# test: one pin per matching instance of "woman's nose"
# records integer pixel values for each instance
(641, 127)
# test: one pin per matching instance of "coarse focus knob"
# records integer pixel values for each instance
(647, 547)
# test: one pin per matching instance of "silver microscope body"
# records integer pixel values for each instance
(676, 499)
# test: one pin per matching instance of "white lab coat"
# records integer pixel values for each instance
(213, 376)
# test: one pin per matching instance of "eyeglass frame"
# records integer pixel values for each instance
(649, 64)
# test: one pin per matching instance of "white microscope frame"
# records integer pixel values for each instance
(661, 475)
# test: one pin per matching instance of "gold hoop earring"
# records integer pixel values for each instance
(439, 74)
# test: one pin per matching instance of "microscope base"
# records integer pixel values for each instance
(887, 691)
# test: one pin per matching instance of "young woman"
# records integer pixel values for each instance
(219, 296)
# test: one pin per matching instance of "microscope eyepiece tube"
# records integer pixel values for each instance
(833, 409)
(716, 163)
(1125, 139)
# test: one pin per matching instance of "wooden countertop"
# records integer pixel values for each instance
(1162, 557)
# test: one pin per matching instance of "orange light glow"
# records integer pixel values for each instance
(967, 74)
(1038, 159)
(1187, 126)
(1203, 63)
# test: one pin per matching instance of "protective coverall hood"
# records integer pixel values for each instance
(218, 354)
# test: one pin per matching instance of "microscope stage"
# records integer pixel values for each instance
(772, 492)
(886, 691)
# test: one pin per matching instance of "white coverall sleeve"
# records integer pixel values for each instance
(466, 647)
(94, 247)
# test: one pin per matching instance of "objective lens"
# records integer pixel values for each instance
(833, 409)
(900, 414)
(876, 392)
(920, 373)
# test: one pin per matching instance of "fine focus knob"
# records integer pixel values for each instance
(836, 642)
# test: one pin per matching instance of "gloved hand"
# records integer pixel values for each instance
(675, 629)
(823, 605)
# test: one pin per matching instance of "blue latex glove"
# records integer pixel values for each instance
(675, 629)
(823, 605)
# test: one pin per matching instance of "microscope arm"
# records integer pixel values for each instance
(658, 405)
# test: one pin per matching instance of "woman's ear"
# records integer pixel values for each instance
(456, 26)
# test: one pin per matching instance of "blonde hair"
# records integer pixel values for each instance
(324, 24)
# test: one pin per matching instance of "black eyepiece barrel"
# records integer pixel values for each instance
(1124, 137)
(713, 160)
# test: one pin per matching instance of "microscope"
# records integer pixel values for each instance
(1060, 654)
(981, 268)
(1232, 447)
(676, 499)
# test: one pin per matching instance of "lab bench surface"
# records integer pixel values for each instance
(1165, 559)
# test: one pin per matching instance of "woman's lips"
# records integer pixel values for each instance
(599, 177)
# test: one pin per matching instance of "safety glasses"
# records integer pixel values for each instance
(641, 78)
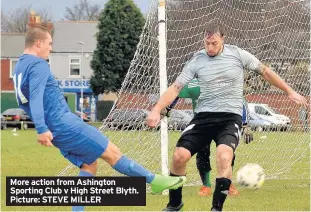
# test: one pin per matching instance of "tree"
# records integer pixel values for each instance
(16, 20)
(83, 11)
(120, 26)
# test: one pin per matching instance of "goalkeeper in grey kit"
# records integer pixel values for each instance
(219, 69)
(192, 91)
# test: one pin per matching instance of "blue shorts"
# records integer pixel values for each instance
(79, 142)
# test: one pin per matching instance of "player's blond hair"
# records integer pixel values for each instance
(37, 30)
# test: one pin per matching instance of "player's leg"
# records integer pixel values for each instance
(84, 144)
(191, 141)
(233, 191)
(204, 168)
(227, 140)
(126, 166)
(86, 171)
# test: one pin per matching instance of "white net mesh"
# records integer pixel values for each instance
(276, 31)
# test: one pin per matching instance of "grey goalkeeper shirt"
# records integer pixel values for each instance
(220, 78)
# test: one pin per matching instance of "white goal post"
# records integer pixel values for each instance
(277, 32)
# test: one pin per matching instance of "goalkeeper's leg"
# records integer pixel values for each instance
(204, 168)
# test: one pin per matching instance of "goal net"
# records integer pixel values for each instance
(276, 31)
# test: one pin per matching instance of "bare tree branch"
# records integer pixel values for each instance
(16, 20)
(83, 11)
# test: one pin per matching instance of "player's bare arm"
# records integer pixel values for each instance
(165, 100)
(168, 96)
(274, 79)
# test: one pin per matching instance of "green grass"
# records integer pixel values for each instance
(22, 156)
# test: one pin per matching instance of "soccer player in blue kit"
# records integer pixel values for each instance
(38, 94)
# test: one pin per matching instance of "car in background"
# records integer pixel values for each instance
(127, 119)
(265, 113)
(16, 117)
(3, 123)
(257, 124)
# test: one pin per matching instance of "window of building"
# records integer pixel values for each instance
(74, 67)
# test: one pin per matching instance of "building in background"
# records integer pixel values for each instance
(73, 46)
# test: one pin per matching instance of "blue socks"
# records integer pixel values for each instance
(81, 174)
(131, 168)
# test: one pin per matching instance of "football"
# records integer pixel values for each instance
(251, 176)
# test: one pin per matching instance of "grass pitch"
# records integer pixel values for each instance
(22, 156)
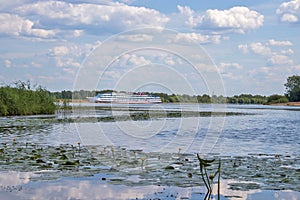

■ PROBLEM DESCRIPTION ■
Pick out every line above that contains the word "focus" and copy each one in full.

■ PROBLEM SOLUTION ■
# test: one pin per matching instance of "coarse focus knob"
# test: one pin per matching instance of "fine focus knob"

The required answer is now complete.